• [To be done]: How many lines in the items below contain the string "blue" with matching case? Reply with the number alone.

• [Exercise material]:
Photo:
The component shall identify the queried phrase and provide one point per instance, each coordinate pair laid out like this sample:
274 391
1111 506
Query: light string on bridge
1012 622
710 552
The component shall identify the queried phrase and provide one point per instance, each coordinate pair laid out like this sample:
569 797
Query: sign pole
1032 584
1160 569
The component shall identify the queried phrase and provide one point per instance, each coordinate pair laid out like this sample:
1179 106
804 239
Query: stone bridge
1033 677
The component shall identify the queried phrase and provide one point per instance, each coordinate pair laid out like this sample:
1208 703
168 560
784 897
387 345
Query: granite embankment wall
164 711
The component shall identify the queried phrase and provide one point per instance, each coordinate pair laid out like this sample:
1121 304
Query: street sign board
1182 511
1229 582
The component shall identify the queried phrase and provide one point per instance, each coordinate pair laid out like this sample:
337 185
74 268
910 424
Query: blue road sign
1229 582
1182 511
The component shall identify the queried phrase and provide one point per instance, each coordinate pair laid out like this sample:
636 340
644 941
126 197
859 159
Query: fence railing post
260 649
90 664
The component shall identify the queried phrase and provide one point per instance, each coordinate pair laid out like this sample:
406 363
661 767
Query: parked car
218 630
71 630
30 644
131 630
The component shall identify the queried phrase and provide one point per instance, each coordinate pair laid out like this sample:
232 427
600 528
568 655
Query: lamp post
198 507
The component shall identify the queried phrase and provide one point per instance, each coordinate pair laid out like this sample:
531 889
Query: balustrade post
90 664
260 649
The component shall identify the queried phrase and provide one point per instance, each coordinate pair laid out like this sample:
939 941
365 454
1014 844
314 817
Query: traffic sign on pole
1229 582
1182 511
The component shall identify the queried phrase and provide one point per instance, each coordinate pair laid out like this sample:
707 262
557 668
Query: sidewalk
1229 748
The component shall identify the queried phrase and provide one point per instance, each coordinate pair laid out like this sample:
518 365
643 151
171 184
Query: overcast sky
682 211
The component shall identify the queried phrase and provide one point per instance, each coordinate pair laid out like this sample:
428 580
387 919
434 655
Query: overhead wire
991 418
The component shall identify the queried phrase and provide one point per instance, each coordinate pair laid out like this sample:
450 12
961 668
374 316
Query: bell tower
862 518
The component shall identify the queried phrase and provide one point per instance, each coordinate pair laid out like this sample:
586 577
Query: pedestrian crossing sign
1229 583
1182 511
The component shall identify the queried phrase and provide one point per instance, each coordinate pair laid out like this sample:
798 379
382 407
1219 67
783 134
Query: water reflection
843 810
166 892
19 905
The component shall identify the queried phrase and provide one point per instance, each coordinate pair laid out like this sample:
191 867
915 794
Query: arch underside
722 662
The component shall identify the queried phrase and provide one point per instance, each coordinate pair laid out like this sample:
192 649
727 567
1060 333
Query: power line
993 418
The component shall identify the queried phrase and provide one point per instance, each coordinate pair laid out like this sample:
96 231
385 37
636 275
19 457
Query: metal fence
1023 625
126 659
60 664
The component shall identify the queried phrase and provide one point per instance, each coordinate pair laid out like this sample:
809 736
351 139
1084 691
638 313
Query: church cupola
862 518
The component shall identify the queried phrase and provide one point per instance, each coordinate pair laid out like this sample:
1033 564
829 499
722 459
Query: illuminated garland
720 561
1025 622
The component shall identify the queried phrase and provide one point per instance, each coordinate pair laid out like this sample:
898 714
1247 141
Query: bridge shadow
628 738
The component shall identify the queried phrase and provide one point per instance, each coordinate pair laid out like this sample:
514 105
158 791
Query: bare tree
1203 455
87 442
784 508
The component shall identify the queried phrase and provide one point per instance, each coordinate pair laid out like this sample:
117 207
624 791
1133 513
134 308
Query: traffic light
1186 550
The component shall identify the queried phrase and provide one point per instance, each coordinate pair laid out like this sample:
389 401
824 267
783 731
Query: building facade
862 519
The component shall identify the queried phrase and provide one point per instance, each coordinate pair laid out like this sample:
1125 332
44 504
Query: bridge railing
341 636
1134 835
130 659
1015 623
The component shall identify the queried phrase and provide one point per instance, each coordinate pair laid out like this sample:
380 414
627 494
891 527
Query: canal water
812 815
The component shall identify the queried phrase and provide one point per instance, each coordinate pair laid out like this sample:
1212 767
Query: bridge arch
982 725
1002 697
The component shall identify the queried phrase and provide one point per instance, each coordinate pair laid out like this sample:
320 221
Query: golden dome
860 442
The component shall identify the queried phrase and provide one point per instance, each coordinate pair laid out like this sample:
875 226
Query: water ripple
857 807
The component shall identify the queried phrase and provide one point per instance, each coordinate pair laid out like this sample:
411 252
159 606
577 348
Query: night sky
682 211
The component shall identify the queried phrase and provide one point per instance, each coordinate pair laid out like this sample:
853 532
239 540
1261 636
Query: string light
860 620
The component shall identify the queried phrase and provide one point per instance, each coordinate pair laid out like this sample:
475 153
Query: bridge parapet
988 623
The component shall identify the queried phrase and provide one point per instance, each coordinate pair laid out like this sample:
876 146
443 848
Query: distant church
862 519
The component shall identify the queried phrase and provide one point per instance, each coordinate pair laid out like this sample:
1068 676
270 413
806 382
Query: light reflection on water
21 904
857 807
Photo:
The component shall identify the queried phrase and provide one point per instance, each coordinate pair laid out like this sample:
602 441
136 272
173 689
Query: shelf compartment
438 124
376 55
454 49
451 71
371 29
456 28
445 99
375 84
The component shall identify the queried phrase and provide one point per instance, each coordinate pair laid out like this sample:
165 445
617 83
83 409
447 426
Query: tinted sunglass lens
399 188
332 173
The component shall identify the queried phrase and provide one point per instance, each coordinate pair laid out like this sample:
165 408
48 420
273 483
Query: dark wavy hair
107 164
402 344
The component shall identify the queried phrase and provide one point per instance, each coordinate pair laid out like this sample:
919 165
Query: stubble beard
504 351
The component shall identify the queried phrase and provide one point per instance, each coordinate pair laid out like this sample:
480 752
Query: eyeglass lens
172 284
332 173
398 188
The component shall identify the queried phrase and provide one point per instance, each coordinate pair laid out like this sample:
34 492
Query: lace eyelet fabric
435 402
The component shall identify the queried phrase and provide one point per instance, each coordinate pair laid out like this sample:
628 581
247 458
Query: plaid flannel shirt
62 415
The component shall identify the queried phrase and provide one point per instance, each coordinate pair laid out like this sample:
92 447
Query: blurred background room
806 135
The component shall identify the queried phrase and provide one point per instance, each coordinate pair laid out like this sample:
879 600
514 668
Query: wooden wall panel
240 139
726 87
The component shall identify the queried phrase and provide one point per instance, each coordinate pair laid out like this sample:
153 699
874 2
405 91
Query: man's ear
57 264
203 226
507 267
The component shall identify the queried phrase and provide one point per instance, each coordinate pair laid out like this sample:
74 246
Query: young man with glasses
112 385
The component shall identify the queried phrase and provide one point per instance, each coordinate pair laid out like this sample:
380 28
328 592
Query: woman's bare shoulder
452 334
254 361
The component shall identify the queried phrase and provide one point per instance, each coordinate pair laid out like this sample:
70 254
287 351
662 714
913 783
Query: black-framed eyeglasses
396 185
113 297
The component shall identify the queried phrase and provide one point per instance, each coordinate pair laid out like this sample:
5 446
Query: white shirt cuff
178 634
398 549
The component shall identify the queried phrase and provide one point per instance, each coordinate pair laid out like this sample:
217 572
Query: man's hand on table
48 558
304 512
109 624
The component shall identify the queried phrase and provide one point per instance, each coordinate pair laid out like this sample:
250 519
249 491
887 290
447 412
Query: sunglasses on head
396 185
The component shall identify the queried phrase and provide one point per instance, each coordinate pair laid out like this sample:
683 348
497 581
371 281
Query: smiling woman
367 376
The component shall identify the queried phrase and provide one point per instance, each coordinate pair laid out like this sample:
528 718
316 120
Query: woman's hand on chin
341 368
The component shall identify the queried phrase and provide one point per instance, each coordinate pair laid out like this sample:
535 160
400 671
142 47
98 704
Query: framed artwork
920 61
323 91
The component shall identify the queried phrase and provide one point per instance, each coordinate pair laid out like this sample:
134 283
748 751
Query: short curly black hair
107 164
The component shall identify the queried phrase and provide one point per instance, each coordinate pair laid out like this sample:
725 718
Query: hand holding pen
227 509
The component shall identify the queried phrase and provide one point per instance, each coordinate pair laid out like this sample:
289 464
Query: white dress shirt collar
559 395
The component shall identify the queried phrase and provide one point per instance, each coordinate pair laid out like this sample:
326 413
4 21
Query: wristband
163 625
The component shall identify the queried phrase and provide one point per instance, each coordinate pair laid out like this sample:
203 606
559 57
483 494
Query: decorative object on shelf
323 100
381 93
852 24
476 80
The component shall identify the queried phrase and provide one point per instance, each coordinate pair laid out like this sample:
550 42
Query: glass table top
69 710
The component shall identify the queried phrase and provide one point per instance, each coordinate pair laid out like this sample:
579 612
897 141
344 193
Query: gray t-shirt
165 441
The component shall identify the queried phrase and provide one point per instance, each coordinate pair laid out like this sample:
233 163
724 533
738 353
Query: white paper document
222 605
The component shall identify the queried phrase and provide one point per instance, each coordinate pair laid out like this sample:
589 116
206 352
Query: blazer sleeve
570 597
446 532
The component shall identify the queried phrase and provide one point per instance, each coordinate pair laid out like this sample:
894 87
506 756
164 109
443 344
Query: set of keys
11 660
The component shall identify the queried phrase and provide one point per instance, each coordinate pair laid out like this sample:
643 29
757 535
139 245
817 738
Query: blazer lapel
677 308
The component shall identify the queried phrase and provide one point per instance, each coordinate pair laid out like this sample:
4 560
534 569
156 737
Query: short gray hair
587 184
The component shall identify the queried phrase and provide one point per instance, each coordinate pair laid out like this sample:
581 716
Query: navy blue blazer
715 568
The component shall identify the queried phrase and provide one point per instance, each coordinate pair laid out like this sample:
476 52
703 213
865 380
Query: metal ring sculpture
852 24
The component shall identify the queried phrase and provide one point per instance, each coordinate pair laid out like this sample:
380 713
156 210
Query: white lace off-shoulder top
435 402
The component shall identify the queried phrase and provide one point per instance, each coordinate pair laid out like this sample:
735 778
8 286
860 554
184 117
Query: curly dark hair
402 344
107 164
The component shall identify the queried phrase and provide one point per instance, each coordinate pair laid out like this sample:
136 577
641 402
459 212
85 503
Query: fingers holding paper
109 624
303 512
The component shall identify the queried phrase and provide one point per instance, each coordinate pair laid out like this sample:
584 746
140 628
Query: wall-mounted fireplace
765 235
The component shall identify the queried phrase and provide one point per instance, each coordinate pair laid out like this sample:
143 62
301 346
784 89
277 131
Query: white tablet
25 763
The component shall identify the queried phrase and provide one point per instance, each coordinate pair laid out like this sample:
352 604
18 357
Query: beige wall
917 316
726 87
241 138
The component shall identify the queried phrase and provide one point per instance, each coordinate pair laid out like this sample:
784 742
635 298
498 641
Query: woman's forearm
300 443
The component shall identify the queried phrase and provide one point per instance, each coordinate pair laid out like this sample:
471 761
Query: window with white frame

• [Solution below]: 2